*** Opening TASK DATA ***

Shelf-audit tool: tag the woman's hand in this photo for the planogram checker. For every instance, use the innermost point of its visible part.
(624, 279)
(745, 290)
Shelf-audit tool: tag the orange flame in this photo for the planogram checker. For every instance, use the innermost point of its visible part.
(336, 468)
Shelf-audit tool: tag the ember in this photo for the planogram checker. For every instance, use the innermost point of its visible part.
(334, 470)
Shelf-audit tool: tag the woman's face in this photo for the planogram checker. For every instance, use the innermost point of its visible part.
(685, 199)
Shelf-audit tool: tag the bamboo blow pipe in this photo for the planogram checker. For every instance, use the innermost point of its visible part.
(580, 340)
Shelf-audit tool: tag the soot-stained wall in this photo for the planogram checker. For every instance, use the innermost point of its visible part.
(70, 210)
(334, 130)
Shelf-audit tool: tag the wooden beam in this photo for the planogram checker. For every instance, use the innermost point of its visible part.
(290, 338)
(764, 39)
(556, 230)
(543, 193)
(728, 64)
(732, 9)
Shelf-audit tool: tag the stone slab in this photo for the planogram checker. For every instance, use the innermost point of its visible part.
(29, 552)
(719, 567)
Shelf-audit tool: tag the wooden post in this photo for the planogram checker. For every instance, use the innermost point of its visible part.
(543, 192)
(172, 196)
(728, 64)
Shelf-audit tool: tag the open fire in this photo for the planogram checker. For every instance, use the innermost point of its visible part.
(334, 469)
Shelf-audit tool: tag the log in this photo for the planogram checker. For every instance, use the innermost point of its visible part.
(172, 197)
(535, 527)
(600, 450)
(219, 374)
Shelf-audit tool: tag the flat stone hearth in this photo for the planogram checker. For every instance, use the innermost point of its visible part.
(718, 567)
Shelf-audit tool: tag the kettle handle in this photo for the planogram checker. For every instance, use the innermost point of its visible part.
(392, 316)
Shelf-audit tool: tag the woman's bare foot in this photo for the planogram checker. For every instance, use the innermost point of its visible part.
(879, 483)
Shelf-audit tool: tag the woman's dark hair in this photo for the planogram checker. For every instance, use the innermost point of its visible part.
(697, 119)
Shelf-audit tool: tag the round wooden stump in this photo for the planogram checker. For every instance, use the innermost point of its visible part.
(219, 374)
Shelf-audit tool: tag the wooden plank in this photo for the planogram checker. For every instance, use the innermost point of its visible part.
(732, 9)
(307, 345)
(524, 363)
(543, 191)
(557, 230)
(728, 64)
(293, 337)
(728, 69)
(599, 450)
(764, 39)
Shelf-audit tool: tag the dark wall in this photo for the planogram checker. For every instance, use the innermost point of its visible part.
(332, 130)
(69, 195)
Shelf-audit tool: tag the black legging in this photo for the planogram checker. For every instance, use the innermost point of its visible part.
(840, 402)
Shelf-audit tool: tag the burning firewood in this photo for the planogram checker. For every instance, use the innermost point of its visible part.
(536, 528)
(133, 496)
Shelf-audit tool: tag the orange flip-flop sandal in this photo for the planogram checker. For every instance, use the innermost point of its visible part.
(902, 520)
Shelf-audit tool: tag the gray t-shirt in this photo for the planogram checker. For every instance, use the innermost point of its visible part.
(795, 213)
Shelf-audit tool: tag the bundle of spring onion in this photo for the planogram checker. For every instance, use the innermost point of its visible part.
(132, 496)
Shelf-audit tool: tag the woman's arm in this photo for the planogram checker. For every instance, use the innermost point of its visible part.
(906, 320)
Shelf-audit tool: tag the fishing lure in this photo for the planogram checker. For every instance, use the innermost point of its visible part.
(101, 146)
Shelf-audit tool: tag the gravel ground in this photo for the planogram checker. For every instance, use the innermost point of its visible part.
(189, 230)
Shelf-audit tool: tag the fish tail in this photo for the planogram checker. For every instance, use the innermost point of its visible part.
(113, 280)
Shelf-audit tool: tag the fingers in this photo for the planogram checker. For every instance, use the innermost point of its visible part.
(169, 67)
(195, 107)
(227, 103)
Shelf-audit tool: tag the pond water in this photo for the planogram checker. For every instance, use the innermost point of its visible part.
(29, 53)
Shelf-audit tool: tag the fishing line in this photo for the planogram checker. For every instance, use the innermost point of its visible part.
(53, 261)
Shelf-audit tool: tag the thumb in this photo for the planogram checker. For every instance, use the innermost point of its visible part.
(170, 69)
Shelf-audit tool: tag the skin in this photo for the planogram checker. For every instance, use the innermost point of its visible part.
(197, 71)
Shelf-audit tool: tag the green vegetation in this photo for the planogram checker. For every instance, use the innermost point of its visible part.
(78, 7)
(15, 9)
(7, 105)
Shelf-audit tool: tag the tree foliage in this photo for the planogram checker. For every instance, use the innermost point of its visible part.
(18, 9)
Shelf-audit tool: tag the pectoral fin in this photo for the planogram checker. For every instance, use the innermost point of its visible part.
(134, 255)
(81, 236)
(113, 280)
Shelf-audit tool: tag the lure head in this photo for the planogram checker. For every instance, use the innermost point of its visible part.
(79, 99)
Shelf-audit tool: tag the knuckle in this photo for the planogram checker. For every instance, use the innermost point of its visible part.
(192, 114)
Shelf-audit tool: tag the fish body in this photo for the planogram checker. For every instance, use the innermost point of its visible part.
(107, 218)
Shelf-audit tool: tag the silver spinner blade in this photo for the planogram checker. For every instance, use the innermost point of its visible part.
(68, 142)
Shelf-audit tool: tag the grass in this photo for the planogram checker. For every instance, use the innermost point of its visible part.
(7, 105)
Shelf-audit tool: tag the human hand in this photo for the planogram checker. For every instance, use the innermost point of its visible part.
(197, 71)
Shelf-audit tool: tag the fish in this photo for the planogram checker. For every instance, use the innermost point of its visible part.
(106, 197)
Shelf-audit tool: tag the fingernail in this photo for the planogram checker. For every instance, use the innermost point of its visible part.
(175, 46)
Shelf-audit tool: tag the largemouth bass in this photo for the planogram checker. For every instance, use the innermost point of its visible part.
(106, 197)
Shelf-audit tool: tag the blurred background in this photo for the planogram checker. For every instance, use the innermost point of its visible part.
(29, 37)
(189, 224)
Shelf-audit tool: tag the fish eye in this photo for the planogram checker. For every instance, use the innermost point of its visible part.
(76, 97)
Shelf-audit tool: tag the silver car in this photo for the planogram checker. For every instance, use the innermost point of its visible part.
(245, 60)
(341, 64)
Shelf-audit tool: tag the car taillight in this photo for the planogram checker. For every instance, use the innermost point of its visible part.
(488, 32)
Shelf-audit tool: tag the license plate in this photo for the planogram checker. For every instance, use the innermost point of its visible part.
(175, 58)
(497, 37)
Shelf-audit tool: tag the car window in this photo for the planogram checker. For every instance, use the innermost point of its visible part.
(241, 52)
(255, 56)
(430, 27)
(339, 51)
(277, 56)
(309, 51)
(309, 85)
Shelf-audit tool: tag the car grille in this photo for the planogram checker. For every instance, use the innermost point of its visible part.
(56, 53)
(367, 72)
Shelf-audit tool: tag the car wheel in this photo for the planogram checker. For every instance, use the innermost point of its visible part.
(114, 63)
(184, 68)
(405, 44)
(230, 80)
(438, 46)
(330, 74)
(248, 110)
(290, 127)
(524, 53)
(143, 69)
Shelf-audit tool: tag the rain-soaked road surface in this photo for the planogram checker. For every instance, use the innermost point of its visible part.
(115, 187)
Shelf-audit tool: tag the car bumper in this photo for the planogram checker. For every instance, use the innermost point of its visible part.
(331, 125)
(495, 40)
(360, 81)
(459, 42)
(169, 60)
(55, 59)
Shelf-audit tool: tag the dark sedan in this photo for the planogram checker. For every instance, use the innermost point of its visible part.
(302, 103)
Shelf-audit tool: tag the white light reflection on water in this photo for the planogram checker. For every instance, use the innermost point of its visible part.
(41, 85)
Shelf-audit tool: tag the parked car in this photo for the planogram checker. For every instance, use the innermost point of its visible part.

*** Closing TASK DATA ***

■ **THE PROBLEM**: Copy the records above exactly.

■ **RESULT OF THE TASK**:
Shelf-audit tool: tag the woman's hand in this photo for the planogram checker. For every instance, use the innermost point of its visible part.
(624, 279)
(745, 290)
Shelf-audit tool: tag the orange flame in this photo for the planogram checker. For every instance, use the innermost point of its visible part.
(336, 468)
Shelf-audit tool: tag the ember in this photo for the planogram checker. For every instance, use the innermost point of its visible part.
(334, 470)
Shelf-audit tool: tag the woman's face in this photo for the planogram checker. For every instance, use the innermost point of its visible part.
(685, 199)
Shelf-audit tool: tag the bamboo blow pipe in this photo for the planogram checker. For every instance, use the innermost point of its visible part.
(580, 340)
Shelf-audit tool: tag the soot-stained wall in this photo for the planogram checker. For every instance, use the innermost point of its visible part.
(70, 210)
(334, 130)
Shelf-audit tool: tag the wooden beam in this photo for the planogram checker. For every instance, use the innermost point of its visible part.
(290, 338)
(764, 39)
(556, 230)
(543, 193)
(728, 64)
(732, 9)
Shelf-audit tool: tag the stone slab in this photo for the planogram checker. For every instance, use the innermost point of its visible part.
(29, 552)
(719, 567)
Shelf-audit tool: tag the wooden post in this photo for the planogram checker. For every instance, use the innermost point of its visible part.
(543, 192)
(172, 196)
(728, 64)
Shelf-audit tool: tag the open fire in this photo for the planogram checker. For every instance, use the innermost point of its visible part.
(334, 469)
Shelf-audit tool: tag the log in this photo for the planogram checker. For every instance, use the innermost point of its visible part.
(172, 197)
(535, 527)
(600, 450)
(219, 374)
Shelf-audit tool: tag the flat stone hearth in this photo for the planogram checker. For every instance, use the innermost point of its visible part.
(718, 567)
Shelf-audit tool: tag the kettle handle in this photo for the planogram checker. For every instance, use the innermost point of its visible part.
(392, 316)
Shelf-audit tool: tag the woman's bare foot in this photo for the planogram checker. For every instance, use the innermost point of its visible part.
(879, 483)
Shelf-audit tool: tag the woman's dark hair in this photo for the planogram checker. For every instance, use the innermost point of its visible part.
(697, 119)
Shelf-audit tool: tag the round wooden stump in this photo for the planogram checker. For every instance, use the innermost point of its visible part.
(219, 374)
Shelf-audit tool: tag the wooden plank in this photo for the planogram checker. For every instance, use the innermost point of its visible part.
(732, 9)
(307, 345)
(524, 363)
(543, 191)
(557, 230)
(728, 64)
(293, 337)
(728, 69)
(599, 450)
(764, 39)
Shelf-audit tool: tag the dark wall in this photo for the planogram checker. For every instance, use the innermost point of its visible part.
(332, 130)
(69, 195)
Shelf-audit tool: tag the black legging in this photo for the planogram checker. For every instance, use the innermost point of its visible part.
(840, 402)
Shelf-audit tool: tag the burning firewood in this photo for the planogram checker. For every instance, use the innermost point of its visible part.
(536, 528)
(133, 496)
Shelf-audit tool: tag the orange flip-flop sandal in this photo for the planogram checker. For every instance, use the innermost point of its visible part.
(902, 520)
Shelf-audit tool: tag the gray t-shirt in this photo for the planogram checker. For every instance, use the innermost point of its visible part.
(795, 213)
Shelf-audit tool: tag the bundle of spring onion in this photo for the planogram checker. For every instance, use the innermost point of its visible part.
(132, 496)
Shelf-audit tool: tag the woman's arm in this photo for the planogram checker. For every instance, use the innermost point of its visible part.
(906, 320)
Shelf-audit tool: tag the fishing lure in this photo for the planogram checker. For every instance, use the innermost point of its visible part.
(101, 146)
Shelf-audit tool: tag the gravel ground in this photo for the planogram checker. For every instance, use the innermost point of its visible part.
(189, 230)
Shelf-audit tool: tag the fish tail in this photo for the planogram checker. For every instance, use the innermost point of its visible part.
(113, 280)
Shelf-audit tool: tag the fingers in this photo for the planogram checker. For every instance, use the innermost point of its visible part.
(169, 67)
(195, 107)
(227, 103)
Shelf-audit tool: tag the pond water in this photo for the planogram checker. For every instance, use the innermost point of its visible part.
(29, 53)
Shelf-audit tool: tag the fishing line in this photo for the planogram checker. For every instance, use the innermost point of its visible part.
(53, 261)
Shelf-audit tool: tag the thumb in this photo for the planogram checker. For every instance, use the innermost point of its visible part.
(170, 69)
Shelf-audit tool: tag the skin in this photo for the planogram checker. For every instance, use the innermost point of its visible part.
(197, 71)
Shelf-audit tool: tag the green vegetation in this photo for the planogram checker. For every instance, use the innermost point of its visible part.
(78, 7)
(15, 9)
(7, 105)
Shelf-audit tool: tag the tree foliage in this photo for the planogram checker. For every instance, use the innermost point of its visible part.
(18, 9)
Shelf-audit tool: tag the pectoral fin in this photo for the planogram checker. For every instance, use the innermost point of its visible part.
(134, 255)
(81, 236)
(113, 280)
Shelf-audit tool: tag the lure head in this photo for the planogram checker. For every instance, use the innermost point of its visible part.
(79, 99)
Shelf-audit tool: tag the knuckle in this photo for the planogram checker. For every instance, use the innermost point of its visible part.
(192, 114)
Shelf-audit tool: tag the fish body in this photo for the planogram checker. For every instance, use the innermost point of its visible part.
(107, 218)
Shelf-audit tool: tag the silver spinner blade in this photo for the planogram checker. For every instance, use the innermost point of its visible part.
(68, 142)
Shelf-audit tool: tag the grass in this photo for the planogram checker. For every instance, use the innermost point of its visible part.
(7, 105)
Shelf-audit tool: tag the human hand in this photo for the planogram checker. For every instance, use the innermost point of its visible part.
(197, 71)
Shelf-audit tool: tag the fish in this photo for the planogram checker. For every instance, use the innermost point of its visible part.
(106, 197)
Shelf-audit tool: tag the fingernail in this photo for the planogram checker. For every instance, use the innermost point of its visible part.
(175, 46)
Shelf-audit tool: tag the largemouth bass in this photo for the planogram checker. For every instance, use the innermost point of its visible part.
(106, 197)
Shelf-audit tool: tag the blurred background in this photo for the planogram checker. For every instance, use the innermost point of its visible part.
(29, 37)
(189, 224)
Shelf-audit tool: tag the fish eye in this photo for the planogram checker. For every instance, use the innermost point of its visible part.
(76, 97)
Shelf-audit tool: tag the silver car in this photo for the planogram checker. For every instance, use the innermost point of its visible part.
(245, 60)
(341, 64)
Shelf-audit tool: tag the car taillight in this photo for the planogram checker. For every instance, use the innermost point of its visible part.
(488, 32)
Shelf-audit tool: tag the license plate in this photo for the planogram checker. For every instance, use the innermost point of its visible part.
(175, 58)
(497, 37)
Shelf-audit tool: tag the car window in this photo for the planogram checker. For every instance, use the innermost point of its visible part.
(241, 52)
(255, 56)
(430, 27)
(339, 51)
(277, 56)
(309, 51)
(309, 85)
Shelf-audit tool: tag the car grille in this photo for the planogram checker. For every instance, use the innermost point of its visible part.
(56, 53)
(367, 72)
Shelf-audit tool: tag the car wheel in this photo for the planogram checker. For every instance, use the innermost point of its visible part.
(114, 63)
(184, 68)
(405, 44)
(230, 80)
(438, 46)
(330, 74)
(248, 110)
(290, 127)
(524, 53)
(143, 69)
Shelf-audit tool: tag the rain-soaked road surface in this photo for the planogram checker. For every instance, use the innermost point of its visible part.
(115, 187)
Shelf-audit tool: tag the car bumper in this photo for the planogram checker. For every instance, use the innermost point of its visible part.
(331, 125)
(495, 40)
(360, 81)
(459, 42)
(169, 60)
(55, 59)
Shelf-audit tool: tag the dark sedan in this photo for the planogram checker. For every instance, use the innermost point of its visible part.
(302, 103)
Shelf-audit tool: tag the white light reflection on water in this photo for the planogram checker. For every instance, use the innermost point of its visible part.
(41, 85)
Shelf-audit tool: tag the parked car in this photo for the planogram checker. For every instance, use the innermost point of its visible part.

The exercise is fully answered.